• _DOCUMENT SEGMENT_:
WHY really matters in influencing consumers buying habits

WHY Customers’ BUY 

WHY really matters in influencing consumers buying habits in today markets. Back in the early 1980’s customers used to buy what companies made, went where they sold it ,and bought what they promoted.  That was the age of big marketing and sales budgets, when big adverts worked.  Driving demand through pushing products down channels, offering promotion and celebrity endorsement to generate business.

By the late 1980’s the age of the Unique Selling Proposition (USP) dominated: we are special because….. so you will buy’! So the world did as it was told: “we make what you want because we tell you want you want because we know about your needs”.  This relied upon trust in a brand by the public, which in a pre-internet world gave complete control to the brand and the consumer relied on marketing messages coming out.

People buy if they trust the brand they are buying from. In the 1980’s people trusted brands because no-one questioned them. A lack of information coupled with a belief in household names meant that people’s buying decisions were based upon a limited width of information upon which all buying decisions were made.

Today the world has changed. The sources of information have increased dramatically. The transparency required by companies is now at a level of how the organisation operates. Every aspect of what and how a company operates is under total scrutiny from a whole range of pressure and interest groups. Every aspect of ever action is recorded, analysed and evaluated. Business leaders today live in a totally transparent world, and the measures of trust are now very different.

• _SUPPLIED MATERIAL_:
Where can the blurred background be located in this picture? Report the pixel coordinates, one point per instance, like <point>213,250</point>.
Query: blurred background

• _PROBLEMS AND TASKS_:
1. In the piece on consumer buying habits, what dominated by the late 1980s?
2. For each statement, say whether it agrees with the piece on consumer buying habits. Give yes or no and quote the deciding words. (a) In the early 1980s, big adverts worked. (b) In the 1980s, people often questioned brands. (c) Sources of information have decreased since then.
3. Transcribe the passage of the piece on consumer buying habits between "WHY really matters in influencing consumers buying habits in" and "to generate business.", inclusive.

• _FINAL ANSWERS_:
1. The age of the Unique Selling Proposition (USP).

2.
(a) Yes: "That was the age of big marketing and sales budgets, when big adverts worked."
(b) No: "In the 1980’s people trusted brands because no-one questioned them."
(c) No: "The sources of information have increased dramatically."

3.
WHY really matters in influencing consumers buying habits in today markets. Back in the early 1980’s customers used to buy what companies made, went where they sold it ,and bought what they promoted.  That was the age of big marketing and sales budgets, when big adverts worked.  Driving demand through pushing products down channels, offering promotion and celebrity endorsement to generate business.